** start STORED DATA **
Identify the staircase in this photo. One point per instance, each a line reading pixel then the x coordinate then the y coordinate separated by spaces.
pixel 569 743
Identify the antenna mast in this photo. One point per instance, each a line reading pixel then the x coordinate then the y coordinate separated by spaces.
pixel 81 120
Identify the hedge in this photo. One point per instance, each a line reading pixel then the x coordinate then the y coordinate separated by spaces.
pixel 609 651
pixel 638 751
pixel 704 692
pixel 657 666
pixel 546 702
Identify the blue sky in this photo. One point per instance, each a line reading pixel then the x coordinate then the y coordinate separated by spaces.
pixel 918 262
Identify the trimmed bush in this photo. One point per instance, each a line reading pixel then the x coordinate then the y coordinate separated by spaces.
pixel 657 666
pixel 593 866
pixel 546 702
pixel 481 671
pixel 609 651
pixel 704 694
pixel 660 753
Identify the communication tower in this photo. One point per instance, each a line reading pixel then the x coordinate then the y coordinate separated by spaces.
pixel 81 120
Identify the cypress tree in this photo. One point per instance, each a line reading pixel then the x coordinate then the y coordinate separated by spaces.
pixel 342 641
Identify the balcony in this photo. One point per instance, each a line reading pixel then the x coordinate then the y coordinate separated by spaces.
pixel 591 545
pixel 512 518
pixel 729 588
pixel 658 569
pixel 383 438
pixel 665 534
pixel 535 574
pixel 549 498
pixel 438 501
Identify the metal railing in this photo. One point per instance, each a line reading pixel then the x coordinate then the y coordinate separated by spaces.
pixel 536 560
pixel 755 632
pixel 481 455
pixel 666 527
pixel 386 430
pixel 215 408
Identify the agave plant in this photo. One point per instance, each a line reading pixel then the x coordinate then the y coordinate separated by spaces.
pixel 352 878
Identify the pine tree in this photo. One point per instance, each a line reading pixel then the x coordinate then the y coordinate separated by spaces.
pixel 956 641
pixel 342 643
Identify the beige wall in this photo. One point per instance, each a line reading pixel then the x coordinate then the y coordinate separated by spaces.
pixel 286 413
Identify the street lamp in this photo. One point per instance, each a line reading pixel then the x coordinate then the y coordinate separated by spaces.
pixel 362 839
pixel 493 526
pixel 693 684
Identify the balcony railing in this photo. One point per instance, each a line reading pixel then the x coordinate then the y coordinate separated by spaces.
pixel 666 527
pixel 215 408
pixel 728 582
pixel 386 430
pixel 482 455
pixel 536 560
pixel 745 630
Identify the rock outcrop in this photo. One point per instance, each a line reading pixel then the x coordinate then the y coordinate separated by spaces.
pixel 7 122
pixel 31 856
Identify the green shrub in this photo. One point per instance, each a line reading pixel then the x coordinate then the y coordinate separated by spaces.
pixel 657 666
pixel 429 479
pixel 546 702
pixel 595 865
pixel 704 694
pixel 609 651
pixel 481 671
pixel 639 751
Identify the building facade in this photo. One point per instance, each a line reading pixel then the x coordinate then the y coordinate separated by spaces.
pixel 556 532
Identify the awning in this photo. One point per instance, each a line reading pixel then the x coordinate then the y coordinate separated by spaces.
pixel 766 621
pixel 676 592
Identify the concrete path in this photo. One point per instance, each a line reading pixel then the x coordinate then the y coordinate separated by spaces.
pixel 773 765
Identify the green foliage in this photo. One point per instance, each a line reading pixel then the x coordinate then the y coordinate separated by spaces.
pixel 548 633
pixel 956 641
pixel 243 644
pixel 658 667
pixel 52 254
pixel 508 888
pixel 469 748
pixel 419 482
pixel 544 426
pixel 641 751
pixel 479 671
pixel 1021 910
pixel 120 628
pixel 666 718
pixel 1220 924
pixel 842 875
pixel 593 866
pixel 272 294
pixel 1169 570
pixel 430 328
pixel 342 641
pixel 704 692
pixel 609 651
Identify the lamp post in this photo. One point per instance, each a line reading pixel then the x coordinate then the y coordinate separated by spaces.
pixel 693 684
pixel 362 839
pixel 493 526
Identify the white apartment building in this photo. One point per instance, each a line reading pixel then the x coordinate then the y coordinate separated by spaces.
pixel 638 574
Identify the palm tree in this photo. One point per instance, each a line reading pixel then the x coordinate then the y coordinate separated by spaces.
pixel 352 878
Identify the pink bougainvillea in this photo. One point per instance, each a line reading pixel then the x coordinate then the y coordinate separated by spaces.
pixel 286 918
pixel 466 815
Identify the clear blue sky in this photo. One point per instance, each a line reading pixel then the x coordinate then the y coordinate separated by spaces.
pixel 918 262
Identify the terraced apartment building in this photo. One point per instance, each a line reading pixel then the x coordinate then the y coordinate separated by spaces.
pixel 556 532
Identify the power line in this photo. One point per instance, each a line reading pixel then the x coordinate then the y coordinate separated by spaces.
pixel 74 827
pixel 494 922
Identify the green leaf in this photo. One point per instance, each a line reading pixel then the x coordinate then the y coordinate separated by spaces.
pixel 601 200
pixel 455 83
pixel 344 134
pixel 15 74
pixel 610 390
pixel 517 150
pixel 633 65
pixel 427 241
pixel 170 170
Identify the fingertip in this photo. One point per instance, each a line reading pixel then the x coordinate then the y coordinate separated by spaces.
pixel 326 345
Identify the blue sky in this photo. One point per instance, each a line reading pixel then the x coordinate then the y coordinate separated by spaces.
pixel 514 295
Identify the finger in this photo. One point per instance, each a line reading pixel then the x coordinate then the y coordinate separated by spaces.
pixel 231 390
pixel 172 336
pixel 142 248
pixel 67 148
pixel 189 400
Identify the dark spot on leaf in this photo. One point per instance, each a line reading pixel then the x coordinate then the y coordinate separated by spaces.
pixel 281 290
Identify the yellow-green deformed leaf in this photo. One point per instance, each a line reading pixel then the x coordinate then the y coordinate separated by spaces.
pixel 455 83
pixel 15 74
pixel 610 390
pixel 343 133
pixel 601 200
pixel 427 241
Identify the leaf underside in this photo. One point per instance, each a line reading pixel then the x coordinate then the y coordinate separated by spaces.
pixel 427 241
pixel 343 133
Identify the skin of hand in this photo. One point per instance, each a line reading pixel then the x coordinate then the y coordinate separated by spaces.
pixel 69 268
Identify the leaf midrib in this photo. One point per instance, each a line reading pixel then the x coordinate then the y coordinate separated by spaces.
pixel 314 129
** end STORED DATA **
Can you output the entries from the line with "Identify the white" through the line with "pixel 170 170", both included, as a JSON list of strings with one string per line and blank lines left out?

[
  "Identify the white apartment building in this photo. One point per instance, each a line reading pixel then the x coordinate then the y coordinate separated by spaces.",
  "pixel 638 574",
  "Identify the palm tree in this photo. One point per instance, each a line reading pixel then the x coordinate then the y coordinate separated by spaces.",
  "pixel 352 878",
  "Identify the pink bougainvillea in this photo. One point per instance, each a line reading pixel then the x coordinate then the y coordinate separated by spaces.",
  "pixel 286 918",
  "pixel 466 815",
  "Identify the clear blue sky in this photo. One point per instance, each a line reading pixel then the x coordinate then the y coordinate separated by spaces.",
  "pixel 918 262",
  "Identify the terraced apartment building in this photo. One point per instance, each a line reading pixel then the x coordinate then the y coordinate separated by spaces.",
  "pixel 556 532",
  "Identify the power line in this photo. One point per instance, each a line reading pixel then the x coordinate then the y coordinate separated by spaces.",
  "pixel 74 827",
  "pixel 494 922",
  "Identify the green leaf in this photo. One point per instance, each a line reading pixel then the x coordinate then the y coordinate separated by spaces.",
  "pixel 601 200",
  "pixel 455 83",
  "pixel 344 134",
  "pixel 15 74",
  "pixel 610 390",
  "pixel 517 150",
  "pixel 633 65",
  "pixel 427 241",
  "pixel 170 170"
]